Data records
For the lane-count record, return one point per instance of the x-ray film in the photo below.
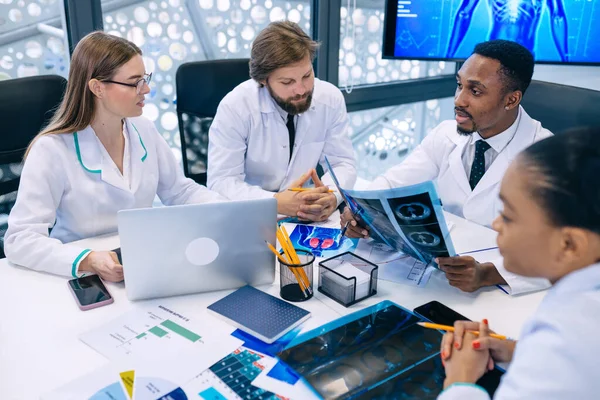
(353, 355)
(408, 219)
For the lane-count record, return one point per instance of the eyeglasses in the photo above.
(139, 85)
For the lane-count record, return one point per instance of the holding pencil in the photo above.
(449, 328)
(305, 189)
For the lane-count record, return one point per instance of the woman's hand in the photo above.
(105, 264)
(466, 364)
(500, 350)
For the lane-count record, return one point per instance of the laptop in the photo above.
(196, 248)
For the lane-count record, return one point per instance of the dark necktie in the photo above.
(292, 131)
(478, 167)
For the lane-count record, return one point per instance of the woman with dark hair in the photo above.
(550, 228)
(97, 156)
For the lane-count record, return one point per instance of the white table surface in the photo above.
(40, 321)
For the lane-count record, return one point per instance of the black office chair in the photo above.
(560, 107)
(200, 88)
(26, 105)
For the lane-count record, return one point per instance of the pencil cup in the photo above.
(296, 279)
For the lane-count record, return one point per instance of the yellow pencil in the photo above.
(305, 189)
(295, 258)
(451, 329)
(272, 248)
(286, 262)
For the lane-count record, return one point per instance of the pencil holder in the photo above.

The exercise
Nothing in the entries above should change when they are printed again, except that the pictures are dropped.

Result
For the lane-count record, return one point per instance of the x-ray film in the photo below.
(353, 355)
(408, 219)
For the lane-count record, return one point per instance of the eyeglasses in the photo above.
(139, 85)
For the lane-count record, return one point per instance of the holding pencil in the photo above.
(449, 328)
(305, 189)
For the lane-count record, return one point per instance of the woman's hand in the photo above.
(105, 264)
(466, 364)
(500, 350)
For the lane-count record, return one point per instance of the laptop in the photo above.
(196, 248)
For the lane-count record, return one point per instance of the dark necktie in the photo above.
(292, 131)
(478, 167)
For the lane-count record, return one point per instance of the woman with dark hair in the photo above.
(550, 228)
(97, 156)
For the lane-count record, return one point per instance of the white table surface in the photo above.
(40, 321)
For the lane-count record, return one point per instance of the black office chair in the photo above.
(560, 107)
(200, 88)
(26, 105)
For the lane-count record, return one point per instance of the pencil cup in the photo above.
(296, 279)
For the lane-count record, return one point per instance of the yellow pencil in the photo above.
(305, 189)
(295, 258)
(451, 329)
(272, 248)
(286, 262)
For the lane-count record, return one point per instance of the pencil holder in the photo above.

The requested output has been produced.